## begin Records for this exercise
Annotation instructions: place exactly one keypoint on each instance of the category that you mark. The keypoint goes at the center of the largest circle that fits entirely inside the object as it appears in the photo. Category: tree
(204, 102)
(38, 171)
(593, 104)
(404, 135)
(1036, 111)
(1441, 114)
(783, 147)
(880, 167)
## end Records for this exercise
Reproduce all of the lines above verbatim, keeping every character and the line order unchanged.

Annotation instructions: place exactly one keypoint on each instance of the category that you mark. The keypoint goes at the center of the largest circle that fits entirely inside the object as it appears in the photo. Category: tree
(204, 102)
(38, 171)
(593, 104)
(404, 135)
(1036, 111)
(1441, 114)
(783, 147)
(880, 167)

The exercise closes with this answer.